▸ **Extracted entries**
··········
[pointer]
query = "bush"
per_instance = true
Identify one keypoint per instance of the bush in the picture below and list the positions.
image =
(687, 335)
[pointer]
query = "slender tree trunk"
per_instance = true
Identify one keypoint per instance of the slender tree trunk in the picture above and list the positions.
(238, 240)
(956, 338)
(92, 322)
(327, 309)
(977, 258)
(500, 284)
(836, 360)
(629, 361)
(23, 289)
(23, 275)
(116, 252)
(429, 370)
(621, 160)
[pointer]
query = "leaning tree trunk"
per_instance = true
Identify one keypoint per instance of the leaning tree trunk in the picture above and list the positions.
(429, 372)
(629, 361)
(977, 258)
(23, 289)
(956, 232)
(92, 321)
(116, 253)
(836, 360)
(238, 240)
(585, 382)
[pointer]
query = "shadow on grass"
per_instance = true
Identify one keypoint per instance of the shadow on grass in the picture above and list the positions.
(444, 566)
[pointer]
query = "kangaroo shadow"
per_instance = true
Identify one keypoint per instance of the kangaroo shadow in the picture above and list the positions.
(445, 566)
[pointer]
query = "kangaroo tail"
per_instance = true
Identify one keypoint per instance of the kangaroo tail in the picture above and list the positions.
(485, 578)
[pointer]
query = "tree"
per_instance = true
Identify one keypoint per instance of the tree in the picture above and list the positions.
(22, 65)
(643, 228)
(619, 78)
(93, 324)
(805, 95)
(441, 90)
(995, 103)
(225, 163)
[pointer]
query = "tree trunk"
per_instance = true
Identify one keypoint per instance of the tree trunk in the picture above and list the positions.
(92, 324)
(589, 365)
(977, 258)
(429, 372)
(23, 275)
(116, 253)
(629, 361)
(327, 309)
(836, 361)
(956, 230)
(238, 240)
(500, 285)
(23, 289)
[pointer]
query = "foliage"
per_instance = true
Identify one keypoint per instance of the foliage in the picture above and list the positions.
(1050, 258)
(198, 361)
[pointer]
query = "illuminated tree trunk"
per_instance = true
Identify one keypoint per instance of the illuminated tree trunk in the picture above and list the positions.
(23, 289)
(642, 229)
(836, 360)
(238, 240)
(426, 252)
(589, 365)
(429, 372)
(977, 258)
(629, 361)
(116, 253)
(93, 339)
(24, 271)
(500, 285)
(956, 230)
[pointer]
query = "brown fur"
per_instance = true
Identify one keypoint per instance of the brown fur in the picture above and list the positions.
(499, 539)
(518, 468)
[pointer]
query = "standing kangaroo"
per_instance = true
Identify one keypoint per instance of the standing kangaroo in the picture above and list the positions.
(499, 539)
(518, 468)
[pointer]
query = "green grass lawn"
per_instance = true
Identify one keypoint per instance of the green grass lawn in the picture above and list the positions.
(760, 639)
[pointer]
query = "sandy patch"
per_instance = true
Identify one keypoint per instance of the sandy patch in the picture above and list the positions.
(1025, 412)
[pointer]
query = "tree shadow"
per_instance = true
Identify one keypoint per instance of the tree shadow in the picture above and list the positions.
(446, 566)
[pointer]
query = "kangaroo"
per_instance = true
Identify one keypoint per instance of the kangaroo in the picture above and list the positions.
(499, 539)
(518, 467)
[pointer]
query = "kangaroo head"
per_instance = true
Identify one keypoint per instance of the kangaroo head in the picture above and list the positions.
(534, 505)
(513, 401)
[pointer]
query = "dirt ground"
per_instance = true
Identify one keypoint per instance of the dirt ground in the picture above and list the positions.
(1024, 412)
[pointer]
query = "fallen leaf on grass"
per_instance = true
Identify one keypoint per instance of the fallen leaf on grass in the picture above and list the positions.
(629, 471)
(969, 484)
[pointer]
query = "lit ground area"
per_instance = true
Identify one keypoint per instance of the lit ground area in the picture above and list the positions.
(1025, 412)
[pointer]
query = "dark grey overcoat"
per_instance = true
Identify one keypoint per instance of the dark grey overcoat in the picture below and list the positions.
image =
··········
How many lines of the entries above include the word "overcoat"? Answer with the number only.

▸ **Your response**
2